» 作業内容:
[a] 藤原秀郷についての文書から、「俵藤太のムカデ退治伝説(あら」で始まり「公行の甥。近江国甲賀郡に居住した(『小右記』長元1年[1028]9月8日条)。」までの部分を一字も変えずに抜き出すこと。
[b] 藤原秀郷についての文書で、近江国に拠点があった秀郷の子孫として名前が挙げられている人物をすべて書き出すこと。

一般に、鎌倉武士の規範となった武芸や武具は、11世紀前半の近衛府を中心に確立されたと考えられている。そして、秀郷の子孫たちが、衛府の武官や鎮守府将軍などを務めたのもこの時期である。つまり、秀郷流の武芸は(秀郷自身ではなく)11世紀の秀郷の子孫らによって構築された理論と考えるのが適当であろう。

また、上記の秀郷流武芸の継承者の多くは京との関係が深いことから、武芸やその評価も京で醸成されたものと見られる。

  • 西行(佐藤憲清)は出家前、公卿の徳大寺家に仕え、左兵衛府の武官、鳥羽院の下北面などを務めた。
  • 諏訪盛澄は平家に仕えて長く在京し、城南寺(京都市伏見区)での流鏑馬で有名になった。
  • 波多野有経の在京経験は不詳だが、波多野氏は代々摂関家に仕え、歌人も輩出した。
  • 下河辺行平は摂津源氏の源頼政に仕えて在京していた。小山朝政は行平の甥である。

ムカデ退治の英雄・俵藤太

藤原秀郷は、諸説話集2でムカデ退治の英雄俵藤太として描かれている。その実態は、鎌倉時代初期の説話集『古事談』の説話に、秀郷とその子孫の事績や評価が織り交ぜられた物語であると解される。

俵藤太のムカデ退治伝説(あらすじ) 近江国に赴いた俵藤太が、大蛇(龍神)の化身に頼まれて百足を討伐し、その褒美として宝物を贈られ、さらに竜宮に招かれた。竜宮では鐘を贈られたので三井寺に奉納した。

ムカデ退治について

『古事談』に「近江国の粟津冠者という人物がムカデを退治した」との説話があり、これに「秀郷が朝敵平将門を討伐した」事実や「秀郷の子孫が近江国を拠点とした」事実を重ね合わせたものであると考えられる。

近江国に拠点があった秀郷の子孫
藤原頼行
近江国を拠点とした(『小右記』長和3年[1014]12月25日条)。
藤原公行
近江守を務めた源経頼に近侍し、都と近江国を度々往復した(『左経記』万寿4年[1027]2月26日条など)。
藤原高年
公行の甥。近江国甲賀郡に居住した(『小右記』長元1年[1028]9月8日条)。
藤原脩行
公行の弟。近江国に居住し、近江掾に補任されて近藤太と称した(『尊卑分脈』)。
佐貫広綱
近江国蒲生保を「私領」と主張して押領した(『平安遺文』4145)

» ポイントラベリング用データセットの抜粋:
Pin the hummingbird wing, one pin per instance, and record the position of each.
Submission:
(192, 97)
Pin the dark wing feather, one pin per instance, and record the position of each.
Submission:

» 結果:
[a]
俵藤太のムカデ退治伝説(あらすじ) 近江国に赴いた俵藤太が、大蛇(龍神)の化身に頼まれて百足を討伐し、その褒美として宝物を贈られ、さらに竜宮に招かれた。竜宮では鐘を贈られたので三井寺に奉納した。

ムカデ退治について

『古事談』に「近江国の粟津冠者という人物がムカデを退治した」との説話があり、これに「秀郷が朝敵平将門を討伐した」事実や「秀郷の子孫が近江国を拠点とした」事実を重ね合わせたものであると考えられる。

近江国に拠点があった秀郷の子孫
藤原頼行
近江国を拠点とした(『小右記』長和3年[1014]12月25日条)。
藤原公行
近江守を務めた源経頼に近侍し、都と近江国を度々往復した(『左経記』万寿4年[1027]2月26日条など)。
藤原高年
公行の甥。近江国甲賀郡に居住した(『小右記』長元1年[1028]9月8日条)。

[b] 藤原頼行、藤原公行、藤原高年、藤原脩行、佐貫広綱